» **YOUR INSTRUCTIONS**: All that is wanted is an exact copy of the lines below, starting at the one that contains "Point to the palm" and running to the end.

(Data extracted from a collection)
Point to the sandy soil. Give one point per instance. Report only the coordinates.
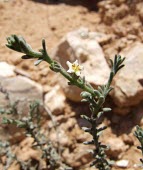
(34, 21)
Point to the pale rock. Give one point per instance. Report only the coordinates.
(55, 100)
(21, 91)
(140, 10)
(128, 86)
(122, 163)
(6, 70)
(116, 144)
(83, 46)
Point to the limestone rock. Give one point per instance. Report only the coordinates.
(55, 100)
(128, 86)
(83, 46)
(116, 145)
(6, 70)
(140, 11)
(122, 163)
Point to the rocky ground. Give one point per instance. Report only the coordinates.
(113, 26)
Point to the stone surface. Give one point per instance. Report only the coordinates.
(115, 143)
(83, 46)
(122, 163)
(55, 100)
(128, 86)
(6, 70)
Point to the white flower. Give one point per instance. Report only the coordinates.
(74, 68)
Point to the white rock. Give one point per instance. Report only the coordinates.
(128, 83)
(6, 70)
(122, 163)
(83, 46)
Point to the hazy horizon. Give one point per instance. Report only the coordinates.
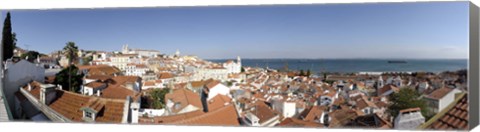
(423, 30)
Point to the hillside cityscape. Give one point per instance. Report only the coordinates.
(142, 85)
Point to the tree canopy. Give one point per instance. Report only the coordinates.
(70, 50)
(8, 38)
(69, 78)
(404, 99)
(32, 55)
(158, 97)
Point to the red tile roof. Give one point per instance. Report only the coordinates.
(184, 97)
(69, 105)
(292, 122)
(454, 118)
(218, 101)
(439, 93)
(225, 116)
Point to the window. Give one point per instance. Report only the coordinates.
(88, 115)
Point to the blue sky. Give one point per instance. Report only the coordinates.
(383, 30)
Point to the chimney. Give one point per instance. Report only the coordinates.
(29, 87)
(47, 93)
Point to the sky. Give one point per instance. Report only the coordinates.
(428, 30)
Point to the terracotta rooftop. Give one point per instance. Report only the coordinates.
(292, 122)
(184, 97)
(370, 121)
(263, 112)
(165, 75)
(69, 105)
(197, 84)
(118, 92)
(314, 113)
(362, 103)
(99, 77)
(439, 93)
(122, 80)
(95, 85)
(225, 116)
(410, 110)
(212, 84)
(218, 101)
(387, 88)
(455, 117)
(100, 69)
(149, 83)
(341, 117)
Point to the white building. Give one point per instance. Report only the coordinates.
(215, 87)
(233, 67)
(121, 61)
(217, 73)
(19, 74)
(286, 108)
(141, 52)
(441, 98)
(136, 70)
(409, 119)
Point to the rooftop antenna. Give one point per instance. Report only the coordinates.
(27, 46)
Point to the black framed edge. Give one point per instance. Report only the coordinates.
(474, 67)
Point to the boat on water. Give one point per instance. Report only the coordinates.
(397, 61)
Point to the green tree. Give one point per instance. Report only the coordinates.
(404, 99)
(69, 78)
(8, 38)
(71, 50)
(32, 55)
(158, 97)
(87, 60)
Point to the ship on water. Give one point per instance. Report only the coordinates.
(397, 61)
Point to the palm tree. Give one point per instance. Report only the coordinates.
(70, 50)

» **RESPONSE TO THE TASK**:
Point to the palm tree. Give one point per instance. Report only the coordinates.
(70, 50)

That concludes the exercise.